> _Labeled contour entries_
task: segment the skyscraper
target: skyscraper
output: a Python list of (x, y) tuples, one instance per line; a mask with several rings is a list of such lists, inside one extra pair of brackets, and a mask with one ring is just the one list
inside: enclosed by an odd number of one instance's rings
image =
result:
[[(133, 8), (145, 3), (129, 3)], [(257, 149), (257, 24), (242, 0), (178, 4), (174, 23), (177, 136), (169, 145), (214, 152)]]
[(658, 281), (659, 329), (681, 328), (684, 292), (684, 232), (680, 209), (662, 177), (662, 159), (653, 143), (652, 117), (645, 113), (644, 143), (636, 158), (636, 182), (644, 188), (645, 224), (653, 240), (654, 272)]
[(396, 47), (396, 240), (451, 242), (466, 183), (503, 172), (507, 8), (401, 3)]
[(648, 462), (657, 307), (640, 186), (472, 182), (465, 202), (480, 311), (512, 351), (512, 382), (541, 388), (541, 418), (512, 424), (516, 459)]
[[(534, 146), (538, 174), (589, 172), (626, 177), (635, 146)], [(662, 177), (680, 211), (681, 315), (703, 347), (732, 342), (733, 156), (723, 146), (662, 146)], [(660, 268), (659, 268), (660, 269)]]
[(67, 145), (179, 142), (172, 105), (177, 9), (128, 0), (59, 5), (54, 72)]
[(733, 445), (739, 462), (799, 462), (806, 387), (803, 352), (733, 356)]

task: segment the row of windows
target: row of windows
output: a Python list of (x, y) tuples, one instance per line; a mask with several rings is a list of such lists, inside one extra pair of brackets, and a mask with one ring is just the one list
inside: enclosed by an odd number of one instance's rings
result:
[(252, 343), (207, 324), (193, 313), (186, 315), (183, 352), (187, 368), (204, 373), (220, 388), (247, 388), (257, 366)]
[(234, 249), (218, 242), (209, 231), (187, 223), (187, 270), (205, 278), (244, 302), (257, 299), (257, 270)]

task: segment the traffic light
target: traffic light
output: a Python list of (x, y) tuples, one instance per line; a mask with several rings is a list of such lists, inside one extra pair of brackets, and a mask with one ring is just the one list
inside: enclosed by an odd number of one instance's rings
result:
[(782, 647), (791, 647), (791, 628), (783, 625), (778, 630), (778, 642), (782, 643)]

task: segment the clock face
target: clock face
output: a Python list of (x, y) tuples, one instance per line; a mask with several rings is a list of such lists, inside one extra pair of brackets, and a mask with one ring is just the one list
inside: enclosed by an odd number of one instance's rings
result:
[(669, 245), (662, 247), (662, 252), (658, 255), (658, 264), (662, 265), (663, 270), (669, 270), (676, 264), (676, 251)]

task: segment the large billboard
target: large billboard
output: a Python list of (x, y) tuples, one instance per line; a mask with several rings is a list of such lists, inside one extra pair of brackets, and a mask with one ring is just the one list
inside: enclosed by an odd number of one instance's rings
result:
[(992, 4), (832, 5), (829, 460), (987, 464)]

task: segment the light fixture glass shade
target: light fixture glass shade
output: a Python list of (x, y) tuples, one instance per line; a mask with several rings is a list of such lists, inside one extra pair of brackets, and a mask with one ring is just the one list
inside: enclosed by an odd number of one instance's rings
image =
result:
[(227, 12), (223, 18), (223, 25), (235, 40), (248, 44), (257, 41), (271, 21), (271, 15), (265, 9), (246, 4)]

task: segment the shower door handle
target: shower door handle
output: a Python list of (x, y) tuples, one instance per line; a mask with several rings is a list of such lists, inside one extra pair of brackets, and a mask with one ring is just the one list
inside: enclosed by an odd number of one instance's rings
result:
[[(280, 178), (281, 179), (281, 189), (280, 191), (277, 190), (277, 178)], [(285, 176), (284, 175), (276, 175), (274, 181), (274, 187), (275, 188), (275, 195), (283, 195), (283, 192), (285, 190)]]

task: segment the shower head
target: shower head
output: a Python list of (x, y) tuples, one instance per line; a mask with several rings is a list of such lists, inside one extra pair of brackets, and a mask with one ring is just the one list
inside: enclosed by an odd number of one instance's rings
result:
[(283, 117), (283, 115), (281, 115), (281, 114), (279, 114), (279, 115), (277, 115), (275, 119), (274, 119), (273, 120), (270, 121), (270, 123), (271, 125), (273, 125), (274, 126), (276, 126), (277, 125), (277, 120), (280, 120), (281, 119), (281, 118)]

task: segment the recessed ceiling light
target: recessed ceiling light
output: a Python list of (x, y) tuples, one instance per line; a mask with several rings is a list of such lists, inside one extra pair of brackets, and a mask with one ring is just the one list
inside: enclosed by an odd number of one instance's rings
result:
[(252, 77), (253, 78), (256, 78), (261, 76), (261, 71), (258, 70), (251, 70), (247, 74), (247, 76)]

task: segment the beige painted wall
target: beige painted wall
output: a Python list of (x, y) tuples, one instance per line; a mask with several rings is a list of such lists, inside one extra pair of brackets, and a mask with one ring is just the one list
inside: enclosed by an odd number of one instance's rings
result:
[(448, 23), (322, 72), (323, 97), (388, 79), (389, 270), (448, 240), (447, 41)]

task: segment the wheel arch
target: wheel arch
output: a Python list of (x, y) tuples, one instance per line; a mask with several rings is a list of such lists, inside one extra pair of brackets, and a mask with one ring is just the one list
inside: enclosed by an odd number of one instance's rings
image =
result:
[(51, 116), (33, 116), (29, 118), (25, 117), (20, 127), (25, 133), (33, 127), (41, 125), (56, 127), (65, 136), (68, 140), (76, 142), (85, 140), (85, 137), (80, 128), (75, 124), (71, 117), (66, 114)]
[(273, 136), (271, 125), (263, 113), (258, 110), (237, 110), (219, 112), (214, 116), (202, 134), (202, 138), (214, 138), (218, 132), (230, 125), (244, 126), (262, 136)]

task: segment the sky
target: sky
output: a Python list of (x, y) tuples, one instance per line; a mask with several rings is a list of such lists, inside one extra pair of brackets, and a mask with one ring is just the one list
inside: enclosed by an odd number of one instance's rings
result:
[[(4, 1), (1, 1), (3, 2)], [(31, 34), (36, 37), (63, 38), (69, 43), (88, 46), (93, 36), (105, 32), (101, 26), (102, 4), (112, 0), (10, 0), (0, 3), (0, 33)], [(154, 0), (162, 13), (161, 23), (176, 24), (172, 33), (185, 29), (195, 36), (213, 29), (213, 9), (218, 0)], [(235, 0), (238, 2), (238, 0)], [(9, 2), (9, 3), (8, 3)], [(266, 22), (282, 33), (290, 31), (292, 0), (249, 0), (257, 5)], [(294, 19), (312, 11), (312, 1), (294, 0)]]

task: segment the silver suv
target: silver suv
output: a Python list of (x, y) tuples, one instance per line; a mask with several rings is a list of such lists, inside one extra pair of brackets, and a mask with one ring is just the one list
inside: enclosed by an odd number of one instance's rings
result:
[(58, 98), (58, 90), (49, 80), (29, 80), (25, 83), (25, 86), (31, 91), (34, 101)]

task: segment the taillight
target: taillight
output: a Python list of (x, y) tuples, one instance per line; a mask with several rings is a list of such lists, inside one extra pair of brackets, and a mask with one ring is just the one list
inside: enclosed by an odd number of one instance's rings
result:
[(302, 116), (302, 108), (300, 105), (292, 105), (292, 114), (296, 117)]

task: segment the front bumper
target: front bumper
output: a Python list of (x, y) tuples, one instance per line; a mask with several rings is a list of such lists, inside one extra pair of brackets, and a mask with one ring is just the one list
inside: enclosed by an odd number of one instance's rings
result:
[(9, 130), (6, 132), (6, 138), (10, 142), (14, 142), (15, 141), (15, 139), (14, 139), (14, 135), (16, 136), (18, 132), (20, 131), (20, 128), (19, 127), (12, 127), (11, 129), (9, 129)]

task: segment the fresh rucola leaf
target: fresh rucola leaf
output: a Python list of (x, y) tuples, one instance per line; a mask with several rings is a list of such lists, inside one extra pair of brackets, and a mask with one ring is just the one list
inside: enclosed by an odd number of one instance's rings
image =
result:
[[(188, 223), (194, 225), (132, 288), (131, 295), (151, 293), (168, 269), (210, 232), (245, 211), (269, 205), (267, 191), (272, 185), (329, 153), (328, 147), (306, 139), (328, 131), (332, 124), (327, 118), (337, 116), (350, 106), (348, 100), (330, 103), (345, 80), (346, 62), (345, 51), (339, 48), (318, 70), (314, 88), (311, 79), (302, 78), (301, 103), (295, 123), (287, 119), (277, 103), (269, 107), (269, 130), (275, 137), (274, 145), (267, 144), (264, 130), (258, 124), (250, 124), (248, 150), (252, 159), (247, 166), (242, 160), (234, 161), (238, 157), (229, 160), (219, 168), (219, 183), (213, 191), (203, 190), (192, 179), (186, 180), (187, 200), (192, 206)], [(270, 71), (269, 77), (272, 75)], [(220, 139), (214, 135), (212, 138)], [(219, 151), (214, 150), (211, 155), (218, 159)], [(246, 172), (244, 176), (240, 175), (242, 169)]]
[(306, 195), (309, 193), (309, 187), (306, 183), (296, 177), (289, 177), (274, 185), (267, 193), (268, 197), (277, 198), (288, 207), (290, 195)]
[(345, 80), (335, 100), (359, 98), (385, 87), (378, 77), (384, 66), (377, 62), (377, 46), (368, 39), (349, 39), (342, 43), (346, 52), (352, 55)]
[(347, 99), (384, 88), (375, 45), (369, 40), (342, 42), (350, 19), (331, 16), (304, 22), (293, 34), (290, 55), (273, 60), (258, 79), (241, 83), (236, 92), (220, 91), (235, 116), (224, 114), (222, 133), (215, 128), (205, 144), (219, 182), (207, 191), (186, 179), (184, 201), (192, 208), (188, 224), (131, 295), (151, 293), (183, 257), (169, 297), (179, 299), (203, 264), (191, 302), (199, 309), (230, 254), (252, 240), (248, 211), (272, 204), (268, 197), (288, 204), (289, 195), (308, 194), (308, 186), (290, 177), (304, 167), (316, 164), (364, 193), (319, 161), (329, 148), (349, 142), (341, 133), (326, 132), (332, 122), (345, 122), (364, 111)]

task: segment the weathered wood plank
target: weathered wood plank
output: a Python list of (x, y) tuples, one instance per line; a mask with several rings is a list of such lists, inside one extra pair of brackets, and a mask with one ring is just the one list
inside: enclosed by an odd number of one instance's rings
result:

> _THE PROBLEM_
Copy the lines of the material above word for word, beginning at the line that contains "task: segment the wheel arch" and stopping after the line that contains "126), (262, 136)]".

> _RESPONSE BELOW_
task: segment the wheel arch
target: wheel arch
output: a Python list of (x, y) tuples, one instance per line; a mask with several rings is a list of such lists, inside one extra pair of brackets, and a mask with one ring is just the one list
inside: enclosed by an odd number of one instance's rings
image =
result:
[(51, 116), (33, 116), (29, 118), (25, 117), (20, 127), (25, 133), (33, 127), (41, 125), (56, 127), (65, 136), (68, 140), (76, 142), (85, 140), (85, 137), (80, 128), (75, 124), (71, 117), (66, 114)]
[(273, 136), (271, 125), (263, 113), (258, 110), (237, 110), (219, 112), (214, 116), (202, 134), (202, 138), (214, 138), (218, 132), (230, 125), (244, 126), (262, 136)]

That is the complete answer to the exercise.